Work item |
A complete answer lists every line of the entries below where the string "rock" appears.

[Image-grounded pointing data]
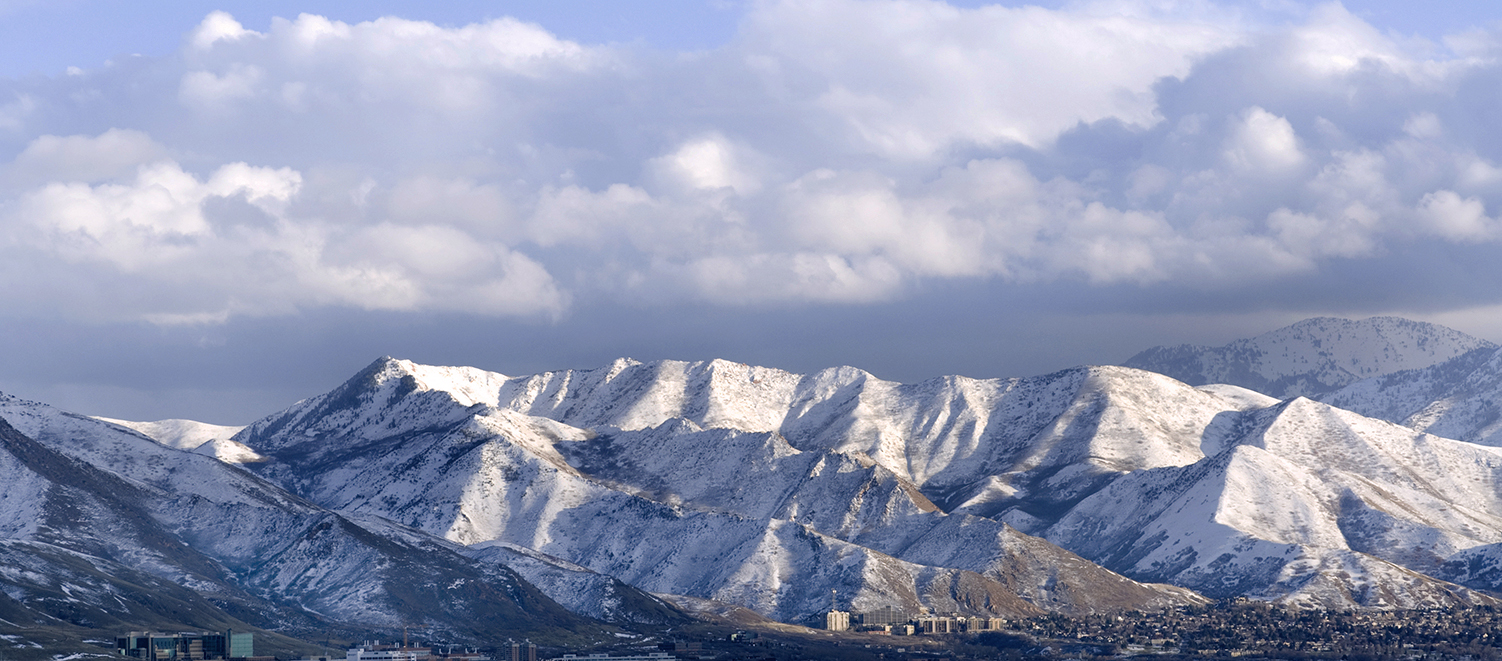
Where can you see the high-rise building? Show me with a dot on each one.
(185, 646)
(837, 621)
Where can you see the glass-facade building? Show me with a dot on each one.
(185, 646)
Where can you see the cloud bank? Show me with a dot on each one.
(834, 152)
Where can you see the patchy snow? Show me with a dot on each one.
(176, 433)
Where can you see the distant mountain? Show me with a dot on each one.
(560, 505)
(766, 490)
(1315, 356)
(1459, 398)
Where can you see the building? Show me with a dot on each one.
(837, 621)
(882, 616)
(362, 654)
(185, 646)
(523, 651)
(606, 657)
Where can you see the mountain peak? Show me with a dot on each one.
(1313, 356)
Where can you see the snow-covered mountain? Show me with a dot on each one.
(1313, 356)
(155, 535)
(733, 514)
(466, 499)
(1459, 398)
(177, 433)
(766, 490)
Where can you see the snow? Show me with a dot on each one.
(765, 488)
(177, 433)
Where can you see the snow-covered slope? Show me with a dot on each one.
(95, 488)
(177, 433)
(1313, 356)
(730, 511)
(766, 488)
(1301, 494)
(1459, 398)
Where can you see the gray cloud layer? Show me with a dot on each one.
(859, 153)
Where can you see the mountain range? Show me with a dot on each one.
(576, 504)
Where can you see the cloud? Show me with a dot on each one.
(834, 152)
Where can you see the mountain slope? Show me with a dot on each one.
(1299, 494)
(1313, 356)
(1055, 455)
(99, 490)
(1459, 398)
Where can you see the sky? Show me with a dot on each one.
(211, 211)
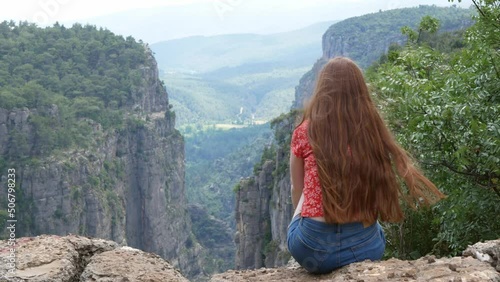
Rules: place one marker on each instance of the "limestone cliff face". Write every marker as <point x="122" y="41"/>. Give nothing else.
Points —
<point x="264" y="208"/>
<point x="365" y="38"/>
<point x="128" y="187"/>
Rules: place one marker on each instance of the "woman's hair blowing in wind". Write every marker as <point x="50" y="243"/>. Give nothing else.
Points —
<point x="360" y="164"/>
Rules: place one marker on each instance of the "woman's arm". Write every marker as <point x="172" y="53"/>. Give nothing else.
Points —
<point x="297" y="178"/>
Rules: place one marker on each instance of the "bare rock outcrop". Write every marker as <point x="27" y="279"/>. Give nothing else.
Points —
<point x="77" y="258"/>
<point x="477" y="264"/>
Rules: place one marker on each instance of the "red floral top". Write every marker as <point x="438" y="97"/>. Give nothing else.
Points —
<point x="312" y="206"/>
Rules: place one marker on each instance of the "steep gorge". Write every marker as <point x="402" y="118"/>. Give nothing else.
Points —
<point x="263" y="201"/>
<point x="127" y="186"/>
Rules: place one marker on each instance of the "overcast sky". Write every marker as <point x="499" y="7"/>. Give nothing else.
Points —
<point x="204" y="17"/>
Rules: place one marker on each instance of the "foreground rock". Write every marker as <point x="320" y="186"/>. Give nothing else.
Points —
<point x="76" y="258"/>
<point x="478" y="264"/>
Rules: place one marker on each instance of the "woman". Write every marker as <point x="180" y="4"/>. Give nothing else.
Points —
<point x="345" y="166"/>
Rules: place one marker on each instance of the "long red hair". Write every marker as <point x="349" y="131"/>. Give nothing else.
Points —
<point x="360" y="164"/>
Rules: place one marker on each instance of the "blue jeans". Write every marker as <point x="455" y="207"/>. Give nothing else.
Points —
<point x="321" y="248"/>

Written answer |
Rules: place one marker on each instance of the "bare rock outcrop". Write every marker as <point x="27" y="279"/>. Give nothing else.
Rules: place one marker on each instance of the "foreground rock". Write every marker as <point x="320" y="186"/>. Give nothing else.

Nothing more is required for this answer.